▶ _Prompt_: Print the full article about the medical student who underwent six brain surgeries, copying every line as given.
··· Excerpted text ···
Med Student Battles 6 Brain Surgeries While Studying to Become a Doctor

Med Student Battles 6 Brain Surgeries While Studying to Become a Doctor
Doctor Thierry Castera examines the throat of a child via a smartphone held by a nurse during a digital medical consultation in Oberbruck, France, on Sept. 12, 2016. (Sebastien Bozon/AFP/Getty Images)
Isabel van Brugen
5/23/2019
Updated:
5/23/2019

A medical student who has had six major brain surgeries since a life-changing diagnosis in 2011, has spoken up about her battle in studying to become a doctor while living as a patient.

Claudia Martinez, who is now in her fourth year at UTHealth McGovern Medical School, had always aspired to be a doctor, but was diagnozed with Chiari Malformation while she was a college student at the University of Houston.

As an undergraduate, Martinez began to suffer from blackouts and headaches, reported ABC7. In her first year as a medical student, she was eventually diagnozed with the debilitating condition and was admitted to a surgery a week later.

Martinez told ABC7 she needed to have brain surgery almost immediately after her diagnosis, or she could have been left paralyzed.

“When I got my diagnosis, I was sent to a neurosurgeon. He told me that I needed brain surgery as soon as possible,” she recalled.

“If not, I was going to be paralyzed from the neck down. And so within a week I was undergoing my first brain surgery.”
··· Dataset extract ···
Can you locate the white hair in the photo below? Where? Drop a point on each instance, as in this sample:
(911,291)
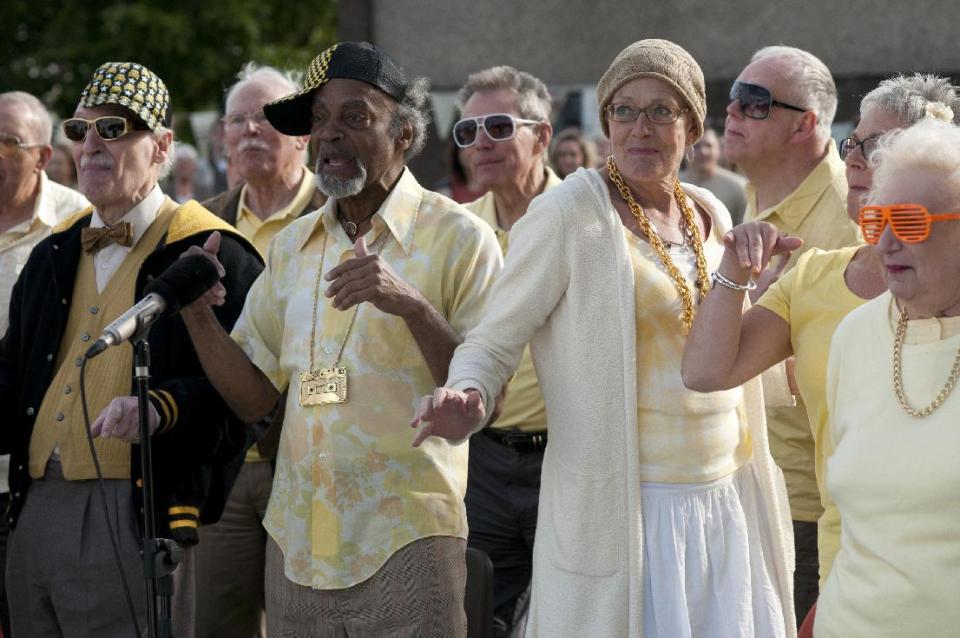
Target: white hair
(812,79)
(533,98)
(930,145)
(907,97)
(252,72)
(33,110)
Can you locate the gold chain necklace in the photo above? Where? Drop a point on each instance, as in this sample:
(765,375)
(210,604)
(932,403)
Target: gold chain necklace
(898,374)
(690,230)
(320,386)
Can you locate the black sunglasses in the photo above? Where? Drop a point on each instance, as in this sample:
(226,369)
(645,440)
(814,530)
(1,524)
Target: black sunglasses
(108,127)
(755,101)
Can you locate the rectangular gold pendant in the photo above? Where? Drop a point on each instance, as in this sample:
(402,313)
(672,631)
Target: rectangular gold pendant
(323,386)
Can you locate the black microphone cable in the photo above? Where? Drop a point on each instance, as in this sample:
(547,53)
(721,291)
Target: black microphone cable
(106,509)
···
▶ _Finished exercise_:
Med Student Battles 6 Brain Surgeries While Studying to Become a Doctor

Med Student Battles 6 Brain Surgeries While Studying to Become a Doctor
Doctor Thierry Castera examines the throat of a child via a smartphone held by a nurse during a digital medical consultation in Oberbruck, France, on Sept. 12, 2016. (Sebastien Bozon/AFP/Getty Images)
Isabel van Brugen
5/23/2019
Updated:
5/23/2019

A medical student who has had six major brain surgeries since a life-changing diagnosis in 2011, has spoken up about her battle in studying to become a doctor while living as a patient.

Claudia Martinez, who is now in her fourth year at UTHealth McGovern Medical School, had always aspired to be a doctor, but was diagnozed with Chiari Malformation while she was a college student at the University of Houston.

As an undergraduate, Martinez began to suffer from blackouts and headaches, reported ABC7. In her first year as a medical student, she was eventually diagnozed with the debilitating condition and was admitted to a surgery a week later.

Martinez told ABC7 she needed to have brain surgery almost immediately after her diagnosis, or she could have been left paralyzed.

“When I got my diagnosis, I was sent to a neurosurgeon. He told me that I needed brain surgery as soon as possible,” she recalled.

“If not, I was going to be paralyzed from the neck down. And so within a week I was undergoing my first brain surgery.”